*Material provided*.
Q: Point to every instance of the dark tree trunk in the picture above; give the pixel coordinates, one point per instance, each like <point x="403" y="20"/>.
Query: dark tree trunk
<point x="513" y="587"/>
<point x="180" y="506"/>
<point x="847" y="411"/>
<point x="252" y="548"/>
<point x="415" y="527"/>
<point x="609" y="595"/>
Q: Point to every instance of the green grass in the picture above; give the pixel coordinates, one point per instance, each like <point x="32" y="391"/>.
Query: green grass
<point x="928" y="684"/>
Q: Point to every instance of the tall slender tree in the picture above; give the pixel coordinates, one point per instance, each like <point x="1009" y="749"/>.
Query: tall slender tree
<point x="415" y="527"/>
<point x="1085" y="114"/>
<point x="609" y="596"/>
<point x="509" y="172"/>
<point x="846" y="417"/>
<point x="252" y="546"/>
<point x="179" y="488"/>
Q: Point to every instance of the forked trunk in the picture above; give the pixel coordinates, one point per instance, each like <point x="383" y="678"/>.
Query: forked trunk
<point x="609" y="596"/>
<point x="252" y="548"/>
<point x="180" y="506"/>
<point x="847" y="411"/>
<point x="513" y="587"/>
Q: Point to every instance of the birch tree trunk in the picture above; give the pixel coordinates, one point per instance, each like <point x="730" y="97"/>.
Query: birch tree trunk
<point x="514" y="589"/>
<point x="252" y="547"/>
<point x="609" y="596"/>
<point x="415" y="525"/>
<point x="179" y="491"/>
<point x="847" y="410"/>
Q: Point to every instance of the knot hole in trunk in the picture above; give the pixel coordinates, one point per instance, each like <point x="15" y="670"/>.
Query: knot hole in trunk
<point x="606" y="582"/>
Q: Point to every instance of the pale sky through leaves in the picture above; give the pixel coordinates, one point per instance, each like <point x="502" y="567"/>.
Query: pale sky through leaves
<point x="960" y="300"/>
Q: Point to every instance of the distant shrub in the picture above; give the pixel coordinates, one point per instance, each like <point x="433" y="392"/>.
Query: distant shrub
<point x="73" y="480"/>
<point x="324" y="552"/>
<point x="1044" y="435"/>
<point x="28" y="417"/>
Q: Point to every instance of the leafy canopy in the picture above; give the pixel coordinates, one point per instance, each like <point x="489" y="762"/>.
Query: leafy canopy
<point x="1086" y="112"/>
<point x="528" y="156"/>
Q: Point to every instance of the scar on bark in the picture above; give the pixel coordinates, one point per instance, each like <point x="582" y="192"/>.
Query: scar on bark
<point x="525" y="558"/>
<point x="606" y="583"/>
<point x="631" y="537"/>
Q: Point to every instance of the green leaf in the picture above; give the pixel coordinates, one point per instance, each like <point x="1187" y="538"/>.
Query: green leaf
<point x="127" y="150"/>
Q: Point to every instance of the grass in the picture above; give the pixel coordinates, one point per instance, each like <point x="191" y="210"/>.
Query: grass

*The exercise*. Give back the whole listing exactly as it reads.

*Solution for this task*.
Q: Point to every instance of the dark tree trunk in the picture above; give the pixel coordinates, one point per instance, each like <point x="403" y="20"/>.
Query: dark tree trunk
<point x="513" y="587"/>
<point x="180" y="506"/>
<point x="847" y="411"/>
<point x="252" y="548"/>
<point x="415" y="527"/>
<point x="609" y="595"/>
Q: Point to every instance of the green grass in the picture above; give the pixel coordinates, one point per instance, each like <point x="32" y="391"/>.
Query: green grass
<point x="928" y="684"/>
Q: Point to every instance of the tall slender tree in the picture above; give the pixel coordinates, one point per instance, each like <point x="1009" y="749"/>.
Query: tall slender tree
<point x="415" y="527"/>
<point x="1085" y="114"/>
<point x="609" y="596"/>
<point x="509" y="172"/>
<point x="846" y="417"/>
<point x="252" y="546"/>
<point x="179" y="488"/>
Q: Point to every instance of the forked trunk in the picture above; give the pixel coordinates, one point per instance, each like <point x="383" y="678"/>.
Query: forked trunk
<point x="609" y="596"/>
<point x="252" y="548"/>
<point x="180" y="506"/>
<point x="847" y="411"/>
<point x="513" y="587"/>
Q: Point to every instance of the birch tree trunk in the picture above; give the pixel coordinates, one point per instance, each like <point x="730" y="97"/>.
Query: birch tree trunk
<point x="514" y="589"/>
<point x="252" y="547"/>
<point x="609" y="596"/>
<point x="415" y="525"/>
<point x="179" y="491"/>
<point x="847" y="410"/>
Q: Point to every instance of the knot hole in trunk in the picture above; give the pixel coordinates, one point per instance, each like <point x="15" y="670"/>.
Query: knot hole in trunk
<point x="606" y="582"/>
Q: Point to every instance of the pale sky through leaves in the picture above; give the pixel coordinates, one point per instance, each like <point x="502" y="567"/>.
Query: pale sky through leaves
<point x="960" y="300"/>
Q: Point to every instance of the distant shrub in the picture above; give the pixel coordinates, one point per instance, each like <point x="433" y="392"/>.
Query: distant shrub
<point x="73" y="480"/>
<point x="324" y="552"/>
<point x="1044" y="435"/>
<point x="28" y="417"/>
Q: Point to every instance of the leafy canopy in the picture above; give the pixel coordinates, one point per instance, each like <point x="489" y="762"/>.
Query: leafy canopy
<point x="1086" y="112"/>
<point x="528" y="156"/>
Q: Point to every instance of the scar on bark in the picture above; give the pixel coordinates, one point per instance, each like <point x="582" y="192"/>.
Query: scar on bark
<point x="525" y="558"/>
<point x="606" y="583"/>
<point x="631" y="537"/>
Q: Point to every instance of the green leaf in the picture above; give the pixel coordinates, one point per instance, each like <point x="1187" y="538"/>.
Query: green leaf
<point x="127" y="150"/>
Q: Point to every instance of the grass in the picture above; give the pixel coordinates, one point per instance, each like <point x="191" y="210"/>.
Query: grass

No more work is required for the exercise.